To be done:
Copy out the final stretch of the listing: the line that contains "of the residential" and all lines after it, exactly as they appear.

Dataset rows:
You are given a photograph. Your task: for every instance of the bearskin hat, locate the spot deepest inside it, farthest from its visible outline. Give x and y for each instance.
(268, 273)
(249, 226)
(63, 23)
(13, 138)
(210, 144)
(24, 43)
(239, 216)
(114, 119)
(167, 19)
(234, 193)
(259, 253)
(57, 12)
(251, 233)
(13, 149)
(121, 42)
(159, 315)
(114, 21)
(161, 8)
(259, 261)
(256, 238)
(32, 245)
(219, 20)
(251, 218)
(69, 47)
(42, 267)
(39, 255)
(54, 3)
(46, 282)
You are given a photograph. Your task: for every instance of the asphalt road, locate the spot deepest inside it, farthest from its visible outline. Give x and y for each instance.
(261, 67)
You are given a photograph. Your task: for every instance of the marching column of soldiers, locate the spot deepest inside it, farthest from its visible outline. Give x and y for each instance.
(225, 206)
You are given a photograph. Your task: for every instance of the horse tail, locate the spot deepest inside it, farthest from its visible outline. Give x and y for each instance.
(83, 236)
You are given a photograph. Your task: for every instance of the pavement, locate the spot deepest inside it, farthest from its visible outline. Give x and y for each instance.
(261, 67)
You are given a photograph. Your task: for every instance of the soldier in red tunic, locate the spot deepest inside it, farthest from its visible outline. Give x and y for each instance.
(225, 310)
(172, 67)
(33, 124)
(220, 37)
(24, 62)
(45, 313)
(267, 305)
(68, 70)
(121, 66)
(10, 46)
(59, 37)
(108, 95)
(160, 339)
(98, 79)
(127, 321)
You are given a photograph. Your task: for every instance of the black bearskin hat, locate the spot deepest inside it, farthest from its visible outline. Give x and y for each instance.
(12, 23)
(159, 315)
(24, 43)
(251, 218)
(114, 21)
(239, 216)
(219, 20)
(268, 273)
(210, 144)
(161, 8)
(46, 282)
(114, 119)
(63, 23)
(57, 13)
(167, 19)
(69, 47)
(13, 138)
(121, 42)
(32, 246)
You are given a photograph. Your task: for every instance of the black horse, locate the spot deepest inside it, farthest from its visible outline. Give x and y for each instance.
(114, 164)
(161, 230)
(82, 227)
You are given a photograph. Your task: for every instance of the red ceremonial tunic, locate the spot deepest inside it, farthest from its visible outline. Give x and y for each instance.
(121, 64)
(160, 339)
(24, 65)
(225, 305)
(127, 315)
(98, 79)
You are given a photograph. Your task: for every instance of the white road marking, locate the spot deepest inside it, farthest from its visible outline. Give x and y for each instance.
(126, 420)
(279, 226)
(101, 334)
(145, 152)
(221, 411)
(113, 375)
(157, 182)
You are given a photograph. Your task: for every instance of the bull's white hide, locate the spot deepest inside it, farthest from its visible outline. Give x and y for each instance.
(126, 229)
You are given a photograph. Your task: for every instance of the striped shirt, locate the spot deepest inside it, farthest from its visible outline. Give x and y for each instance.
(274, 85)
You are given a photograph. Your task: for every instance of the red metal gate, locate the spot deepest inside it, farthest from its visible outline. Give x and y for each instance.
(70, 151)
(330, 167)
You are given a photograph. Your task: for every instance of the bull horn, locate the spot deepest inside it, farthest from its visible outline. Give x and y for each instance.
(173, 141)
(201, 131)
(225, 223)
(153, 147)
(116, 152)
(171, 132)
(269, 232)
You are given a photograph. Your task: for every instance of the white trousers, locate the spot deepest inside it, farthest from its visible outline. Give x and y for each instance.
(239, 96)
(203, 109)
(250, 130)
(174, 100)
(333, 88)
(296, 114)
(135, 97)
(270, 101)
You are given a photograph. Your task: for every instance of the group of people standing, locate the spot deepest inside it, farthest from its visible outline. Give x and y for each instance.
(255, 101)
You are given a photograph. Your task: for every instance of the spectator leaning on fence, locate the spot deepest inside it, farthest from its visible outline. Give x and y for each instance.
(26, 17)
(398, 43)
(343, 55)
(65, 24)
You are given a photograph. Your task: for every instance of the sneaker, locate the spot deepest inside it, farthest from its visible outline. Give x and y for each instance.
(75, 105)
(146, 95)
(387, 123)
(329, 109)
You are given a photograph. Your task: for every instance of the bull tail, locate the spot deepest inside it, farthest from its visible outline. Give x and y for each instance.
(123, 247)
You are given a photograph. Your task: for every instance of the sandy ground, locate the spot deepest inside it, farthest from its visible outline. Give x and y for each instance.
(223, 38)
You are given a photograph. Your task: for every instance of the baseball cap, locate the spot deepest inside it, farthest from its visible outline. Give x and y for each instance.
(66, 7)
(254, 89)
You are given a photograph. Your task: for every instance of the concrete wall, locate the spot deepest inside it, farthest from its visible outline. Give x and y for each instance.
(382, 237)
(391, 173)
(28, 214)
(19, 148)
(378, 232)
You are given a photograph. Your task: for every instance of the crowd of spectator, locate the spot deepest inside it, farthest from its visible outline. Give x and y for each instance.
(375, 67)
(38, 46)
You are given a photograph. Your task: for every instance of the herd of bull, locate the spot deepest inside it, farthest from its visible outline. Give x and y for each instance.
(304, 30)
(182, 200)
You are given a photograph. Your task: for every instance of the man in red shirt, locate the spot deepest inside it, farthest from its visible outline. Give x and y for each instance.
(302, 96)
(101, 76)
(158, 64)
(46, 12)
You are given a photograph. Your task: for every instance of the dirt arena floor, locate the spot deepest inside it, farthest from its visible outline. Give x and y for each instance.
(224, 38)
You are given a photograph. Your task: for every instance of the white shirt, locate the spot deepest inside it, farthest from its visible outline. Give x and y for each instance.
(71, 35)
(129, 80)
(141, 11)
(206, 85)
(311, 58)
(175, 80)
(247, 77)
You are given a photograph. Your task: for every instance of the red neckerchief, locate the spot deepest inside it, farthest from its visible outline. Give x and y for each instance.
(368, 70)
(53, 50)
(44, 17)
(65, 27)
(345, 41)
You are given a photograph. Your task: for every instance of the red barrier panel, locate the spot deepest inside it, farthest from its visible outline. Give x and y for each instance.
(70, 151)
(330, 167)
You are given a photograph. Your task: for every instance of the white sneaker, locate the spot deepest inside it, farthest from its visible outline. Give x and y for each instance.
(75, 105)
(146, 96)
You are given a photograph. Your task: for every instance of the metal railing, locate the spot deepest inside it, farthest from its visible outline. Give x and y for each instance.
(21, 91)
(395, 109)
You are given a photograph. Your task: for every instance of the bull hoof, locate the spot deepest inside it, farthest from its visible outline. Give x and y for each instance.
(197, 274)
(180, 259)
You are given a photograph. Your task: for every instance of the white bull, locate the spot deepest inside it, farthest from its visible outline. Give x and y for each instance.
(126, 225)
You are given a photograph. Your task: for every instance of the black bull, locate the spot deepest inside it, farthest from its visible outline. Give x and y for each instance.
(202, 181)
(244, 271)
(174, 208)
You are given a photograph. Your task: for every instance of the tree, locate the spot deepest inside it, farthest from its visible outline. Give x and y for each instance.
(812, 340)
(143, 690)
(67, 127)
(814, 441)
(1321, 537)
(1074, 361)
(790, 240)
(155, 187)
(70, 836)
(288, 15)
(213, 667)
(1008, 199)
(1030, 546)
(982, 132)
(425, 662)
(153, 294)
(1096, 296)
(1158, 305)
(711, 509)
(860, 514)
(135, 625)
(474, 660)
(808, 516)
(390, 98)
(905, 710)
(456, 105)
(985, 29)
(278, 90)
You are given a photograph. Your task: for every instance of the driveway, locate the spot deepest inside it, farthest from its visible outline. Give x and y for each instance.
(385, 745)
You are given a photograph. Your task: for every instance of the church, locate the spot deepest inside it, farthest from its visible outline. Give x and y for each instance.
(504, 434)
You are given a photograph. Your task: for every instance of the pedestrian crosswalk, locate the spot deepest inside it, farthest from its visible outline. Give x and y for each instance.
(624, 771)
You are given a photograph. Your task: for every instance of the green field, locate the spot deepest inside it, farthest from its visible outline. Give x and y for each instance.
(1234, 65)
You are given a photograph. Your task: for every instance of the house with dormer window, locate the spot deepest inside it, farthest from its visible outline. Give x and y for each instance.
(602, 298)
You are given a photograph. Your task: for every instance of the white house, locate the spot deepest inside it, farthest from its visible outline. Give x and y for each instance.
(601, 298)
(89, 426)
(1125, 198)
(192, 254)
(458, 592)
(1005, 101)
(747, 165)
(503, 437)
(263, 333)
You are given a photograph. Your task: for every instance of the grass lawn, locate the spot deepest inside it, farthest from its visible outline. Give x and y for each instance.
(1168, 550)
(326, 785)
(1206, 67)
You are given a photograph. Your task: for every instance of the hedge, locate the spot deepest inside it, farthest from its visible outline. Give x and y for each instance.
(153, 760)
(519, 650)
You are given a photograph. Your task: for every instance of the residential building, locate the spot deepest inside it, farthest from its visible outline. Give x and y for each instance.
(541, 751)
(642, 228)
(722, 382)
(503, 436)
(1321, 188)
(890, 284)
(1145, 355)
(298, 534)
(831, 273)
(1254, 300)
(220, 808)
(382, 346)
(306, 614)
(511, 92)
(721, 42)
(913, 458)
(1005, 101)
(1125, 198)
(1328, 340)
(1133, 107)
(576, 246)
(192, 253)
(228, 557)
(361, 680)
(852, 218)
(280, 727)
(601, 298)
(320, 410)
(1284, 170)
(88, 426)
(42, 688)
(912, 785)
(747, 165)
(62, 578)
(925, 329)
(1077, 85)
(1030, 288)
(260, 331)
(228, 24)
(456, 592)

Task result:
You are given a photograph. Your task: for every instance of the residential building, locate the spot deepest inside it, farthest from its visible outline. Give x and y for each instance.
(541, 751)
(642, 228)
(722, 382)
(503, 436)
(1321, 188)
(890, 284)
(1145, 355)
(298, 534)
(831, 273)
(1254, 300)
(220, 808)
(382, 346)
(306, 614)
(511, 92)
(721, 42)
(913, 458)
(1005, 101)
(1125, 198)
(1328, 340)
(1133, 107)
(576, 246)
(192, 253)
(228, 557)
(361, 680)
(852, 218)
(280, 727)
(601, 298)
(320, 410)
(1284, 170)
(88, 426)
(42, 688)
(912, 785)
(747, 165)
(62, 578)
(925, 329)
(1077, 85)
(1030, 288)
(260, 331)
(228, 24)
(456, 592)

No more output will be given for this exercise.